■ Exercise instructions
What number of lines in the entries hold the string "marker"? Answer with it alone.

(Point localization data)
- Opening Delimiter -
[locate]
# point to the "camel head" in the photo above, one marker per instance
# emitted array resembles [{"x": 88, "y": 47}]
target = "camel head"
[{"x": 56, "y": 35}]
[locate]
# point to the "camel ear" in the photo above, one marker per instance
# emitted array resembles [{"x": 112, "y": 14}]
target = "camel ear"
- Closing Delimiter -
■ Solution for this exercise
2